Start of Extract

Ilana Bellotto, owner of The Fitness Niche, which is a women’s personal training and fitness company, says she often gets clients who have spent years focusing on one exercise type and have “hit a brick wall in their training”.

“Sometimes a new woman will join with fairly decent aerobic fitness but has done zero strength or higher-intensity training. Once we rectify this, the brick wall becomes a launch pad to another level of performance and results,” Bellotto says.

Labuschagne agrees, saying that even for non-athletes, the benefits of training across energy systems are well worth it. “A balanced protocol of strength training, high-intensity training and endurance work will give you the best chance of burning excess calories and leaning down.”

Ultimately, every sport or activity has its own specific parameters and requirements regarding strength, short-burst power intervals and longer duration output. Training specialists understand this and apply the principles in daily training programmes to maximise efficiency for the chosen activity.

In competitive sport, it ramps up a level. A glance at the training protocols of Murphy’s rugby-specific conditioning — targeting the performance zones critical to a rugby player — demonstrates the depth and focus that competitive training requires.

Rugby requires training across the various energy systems. According to Murphy, players must train their strength and power (the phosphocreatine system); their alactic capacity (the glycolysis system and lactic acid tolerance); and their aerobic power. This training happens in addition to their actual rugby skills and game drills.

Players in different positions have different roles, but all rugby players must be strong, quick and fit. A rugby player needs to be able to accelerate quickly from a standing (or lying) start, sprint with the ball and endure being tackled and slammed into the ground. Over and above these two requirements, the player is expected to do all this for 80 minutes.

The following summary will provide a glimpse of the type of energy systems training that would suit a rugby player:

SA ultramarathon runner Bongmusa Mthembu during in the Comrades Marathon. PICTURE: AMESH DEBIKY/GALLO IMAGES
SA ultramarathon runner Bongmusa Mthembu during in the Comrades Marathon. PICTURE: AMESH DEBIKY/GALLO IMAGES

To improve strength, their training will include squats, bench press, dead lift, pull-ups, sled drags and “strongman-type” exercises. To target power, their training will include jumps, sprints, medicine ball throws, and Olympic lifts and their variations.

End of Extract
Start of Data excerpts

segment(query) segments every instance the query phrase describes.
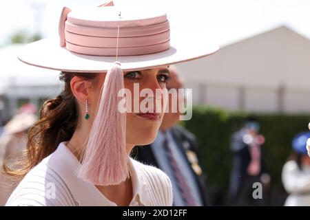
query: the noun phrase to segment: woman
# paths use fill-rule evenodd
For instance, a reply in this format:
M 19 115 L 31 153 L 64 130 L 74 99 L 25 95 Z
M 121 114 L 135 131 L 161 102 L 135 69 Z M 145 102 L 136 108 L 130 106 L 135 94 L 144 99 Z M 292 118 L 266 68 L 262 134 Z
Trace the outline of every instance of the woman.
M 24 168 L 7 168 L 13 175 L 27 173 L 7 205 L 171 206 L 167 176 L 129 155 L 134 145 L 156 136 L 168 65 L 206 56 L 218 47 L 205 38 L 185 46 L 180 38 L 170 37 L 165 14 L 119 10 L 112 2 L 81 10 L 65 8 L 59 37 L 60 46 L 42 40 L 19 55 L 28 64 L 61 70 L 65 89 L 45 103 L 30 131 Z M 145 100 L 128 98 L 137 94 L 134 83 L 138 94 L 161 91 L 159 98 L 147 97 L 156 107 L 132 111 L 132 104 L 135 109 Z M 124 97 L 126 112 L 120 105 Z
M 293 153 L 282 171 L 283 186 L 288 193 L 285 206 L 310 206 L 310 158 L 306 142 L 310 131 L 302 132 L 293 140 Z

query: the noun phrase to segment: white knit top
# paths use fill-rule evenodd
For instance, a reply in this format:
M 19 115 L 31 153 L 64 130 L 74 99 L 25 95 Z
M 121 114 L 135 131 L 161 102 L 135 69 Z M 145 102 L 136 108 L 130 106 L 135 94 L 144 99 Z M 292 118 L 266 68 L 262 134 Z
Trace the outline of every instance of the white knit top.
M 33 168 L 12 193 L 6 206 L 115 206 L 94 185 L 78 178 L 81 164 L 61 142 Z M 161 170 L 130 160 L 133 199 L 130 206 L 172 206 L 170 179 Z

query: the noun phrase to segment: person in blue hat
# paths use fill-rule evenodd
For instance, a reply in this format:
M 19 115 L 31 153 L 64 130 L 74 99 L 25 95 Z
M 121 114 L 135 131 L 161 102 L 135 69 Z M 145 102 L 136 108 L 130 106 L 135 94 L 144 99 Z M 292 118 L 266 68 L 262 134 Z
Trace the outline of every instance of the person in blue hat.
M 289 194 L 285 206 L 310 206 L 310 158 L 307 155 L 307 140 L 310 131 L 296 135 L 292 141 L 293 153 L 282 171 L 283 186 Z

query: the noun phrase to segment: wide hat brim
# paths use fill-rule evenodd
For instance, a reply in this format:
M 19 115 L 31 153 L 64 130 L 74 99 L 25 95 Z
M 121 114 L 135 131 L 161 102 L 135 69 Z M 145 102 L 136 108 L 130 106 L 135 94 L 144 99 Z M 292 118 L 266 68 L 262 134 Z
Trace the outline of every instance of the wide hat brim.
M 162 52 L 117 58 L 124 71 L 154 68 L 189 61 L 215 53 L 219 47 L 201 34 L 171 38 L 170 48 Z M 193 35 L 192 35 L 192 38 Z M 79 54 L 62 47 L 57 38 L 38 41 L 24 46 L 18 58 L 26 64 L 47 69 L 73 72 L 106 72 L 116 56 Z

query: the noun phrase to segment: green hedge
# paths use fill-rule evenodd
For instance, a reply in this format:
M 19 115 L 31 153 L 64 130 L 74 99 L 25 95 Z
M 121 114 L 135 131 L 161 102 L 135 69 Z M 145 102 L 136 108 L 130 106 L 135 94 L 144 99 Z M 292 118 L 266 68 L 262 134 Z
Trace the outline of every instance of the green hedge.
M 251 114 L 260 124 L 260 133 L 266 138 L 265 160 L 271 176 L 271 186 L 282 188 L 281 170 L 291 152 L 291 140 L 308 129 L 310 115 Z M 227 112 L 207 107 L 194 107 L 193 117 L 182 124 L 194 133 L 203 154 L 203 166 L 209 186 L 227 190 L 231 166 L 229 150 L 231 135 L 241 127 L 248 114 Z

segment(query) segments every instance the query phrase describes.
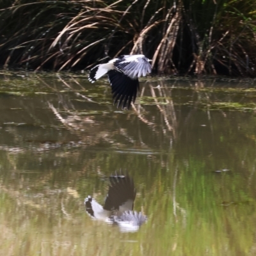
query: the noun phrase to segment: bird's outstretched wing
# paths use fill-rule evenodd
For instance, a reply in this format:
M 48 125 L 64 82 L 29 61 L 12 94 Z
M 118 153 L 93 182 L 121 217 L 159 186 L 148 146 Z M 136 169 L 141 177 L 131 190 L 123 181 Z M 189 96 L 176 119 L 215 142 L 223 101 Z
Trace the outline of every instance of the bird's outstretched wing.
M 129 109 L 131 102 L 135 101 L 137 90 L 140 89 L 138 78 L 132 79 L 124 73 L 115 70 L 108 72 L 108 79 L 111 86 L 113 99 L 116 104 L 119 100 L 117 108 L 124 102 L 122 109 Z
M 124 55 L 114 62 L 115 67 L 131 78 L 146 76 L 151 73 L 152 67 L 143 55 Z
M 136 191 L 133 180 L 129 175 L 111 176 L 108 196 L 103 209 L 118 211 L 122 214 L 132 211 Z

End of Data excerpts

◆ Questions on the material:
(A) According to the fitness training article, what kind of company is The Fitness Niche?
(B) Write out the fitness training article's passage starting at "Rugby requires training" and ending at "and game drills.", swapping "aerobic power" for "endurance capacity".
(C) Go on with the fitness training article from its last sentence.

◆ Per-task answers:
(A) A women's personal training and fitness company.

(B)
Rugby requires training across the various energy systems. According to Murphy, players must train their strength and power (the phosphocreatine system); their alactic capacity (the glycolysis system and lactic acid tolerance); and their endurance capacity. This training happens in addition to their actual rugby skills and game drills.

(C)
They will typically do two to three sets of five repetitions at 70% to 90% of their one-rep max (the amount of weight they can use for one repetition). This will be done for two to three exercises, and be repeated two to three times a week.

To work on their alactic capacity, their training may include barbell complexes, kettlebell exercises, sports-specific drills, powerlifting moves and sprints. This training will typically be done at a high intensity of 10 minutes’ work, followed by five minutes’ rest, repeated a few times. Once or twice a week they may also do high-intensity training of 20 seconds or less followed by 20-60 seconds of jogging or skipping.

To improve their aerobic power they will do exercises that include boxing, body weight exercises, rowing, cycling, running, kettlebell exercises and skipping at medium intensity of two minutes on, with one minute’s rest, repeated six to 12 times, once or twice a week.

A cursory understanding of the basics around how you draw your energy could well be the difference between finally finishing the 947 in the time you have targeted and spinning your wheels aimlessly for another year.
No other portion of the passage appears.